'''
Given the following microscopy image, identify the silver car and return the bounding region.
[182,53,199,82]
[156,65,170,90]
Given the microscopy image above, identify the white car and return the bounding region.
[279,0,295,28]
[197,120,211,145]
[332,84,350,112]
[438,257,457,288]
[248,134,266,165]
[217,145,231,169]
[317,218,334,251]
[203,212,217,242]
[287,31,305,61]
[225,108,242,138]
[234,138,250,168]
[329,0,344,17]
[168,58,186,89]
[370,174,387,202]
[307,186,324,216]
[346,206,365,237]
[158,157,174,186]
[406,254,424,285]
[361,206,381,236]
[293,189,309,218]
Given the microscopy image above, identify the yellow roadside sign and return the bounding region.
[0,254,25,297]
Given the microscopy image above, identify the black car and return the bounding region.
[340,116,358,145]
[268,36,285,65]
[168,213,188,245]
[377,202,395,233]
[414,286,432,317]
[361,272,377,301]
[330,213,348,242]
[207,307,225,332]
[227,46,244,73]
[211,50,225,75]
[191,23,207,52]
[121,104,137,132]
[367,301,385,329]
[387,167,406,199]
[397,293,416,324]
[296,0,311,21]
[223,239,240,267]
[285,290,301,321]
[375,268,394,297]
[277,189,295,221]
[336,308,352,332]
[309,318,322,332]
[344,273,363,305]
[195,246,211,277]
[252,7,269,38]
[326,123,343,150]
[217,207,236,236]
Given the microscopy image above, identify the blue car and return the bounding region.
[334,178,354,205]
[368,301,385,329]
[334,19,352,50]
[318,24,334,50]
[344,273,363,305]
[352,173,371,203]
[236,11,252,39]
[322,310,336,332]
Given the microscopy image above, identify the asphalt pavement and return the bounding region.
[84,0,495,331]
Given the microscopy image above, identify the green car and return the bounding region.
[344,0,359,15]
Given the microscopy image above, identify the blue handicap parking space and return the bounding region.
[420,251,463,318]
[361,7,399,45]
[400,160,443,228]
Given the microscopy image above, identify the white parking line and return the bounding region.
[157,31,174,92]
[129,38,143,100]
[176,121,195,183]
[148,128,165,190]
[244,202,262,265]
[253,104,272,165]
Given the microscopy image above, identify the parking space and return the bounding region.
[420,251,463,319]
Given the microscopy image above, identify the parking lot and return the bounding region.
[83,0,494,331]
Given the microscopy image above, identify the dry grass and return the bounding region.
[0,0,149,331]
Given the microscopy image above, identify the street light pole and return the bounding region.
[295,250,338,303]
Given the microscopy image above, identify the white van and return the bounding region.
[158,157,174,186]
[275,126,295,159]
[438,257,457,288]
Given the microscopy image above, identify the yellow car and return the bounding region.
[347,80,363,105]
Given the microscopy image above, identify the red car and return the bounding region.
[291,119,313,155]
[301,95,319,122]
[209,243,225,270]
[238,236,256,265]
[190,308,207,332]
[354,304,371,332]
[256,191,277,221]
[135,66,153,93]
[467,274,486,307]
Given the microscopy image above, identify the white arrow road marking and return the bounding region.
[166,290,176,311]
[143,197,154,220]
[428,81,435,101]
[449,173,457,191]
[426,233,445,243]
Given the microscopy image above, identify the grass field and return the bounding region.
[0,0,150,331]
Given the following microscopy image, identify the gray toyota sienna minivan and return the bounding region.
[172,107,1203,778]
'''
= To be done =
Output every line exactly as it appears, from the line containing "Given the microscopy image above, identify the parking lot" down to the line containing "[0,0,150,331]", both included, and nothing else.

= Reply to the task =
Given the microscopy image above, identify the parking lot and return the bounding region.
[83,0,494,331]
Given the microscopy image above, identify the dry grass and return the bounding region.
[0,0,149,331]
Given the microscopy image above, identify the street light pole and return the bounding region.
[295,250,338,303]
Given the microscopy image above, identify the white van and return the bounding region.
[158,157,174,186]
[275,126,295,159]
[438,257,457,288]
Given the microscopy image above, identify the yellow car and return the bounding region.
[347,80,363,105]
Given the microscopy image above, identify the red car and return the bounding region.
[291,119,313,155]
[301,95,319,122]
[209,243,225,270]
[238,236,256,265]
[190,308,207,332]
[354,304,371,332]
[256,191,277,221]
[135,66,153,93]
[467,274,486,307]
Given the microscopy image above, identify the white arrow road marking and return the bounding region.
[166,290,176,311]
[143,197,154,220]
[428,81,435,101]
[449,173,457,191]
[426,233,445,243]
Given the microscopy image above, identify the grass field and return the bounding region.
[0,0,150,331]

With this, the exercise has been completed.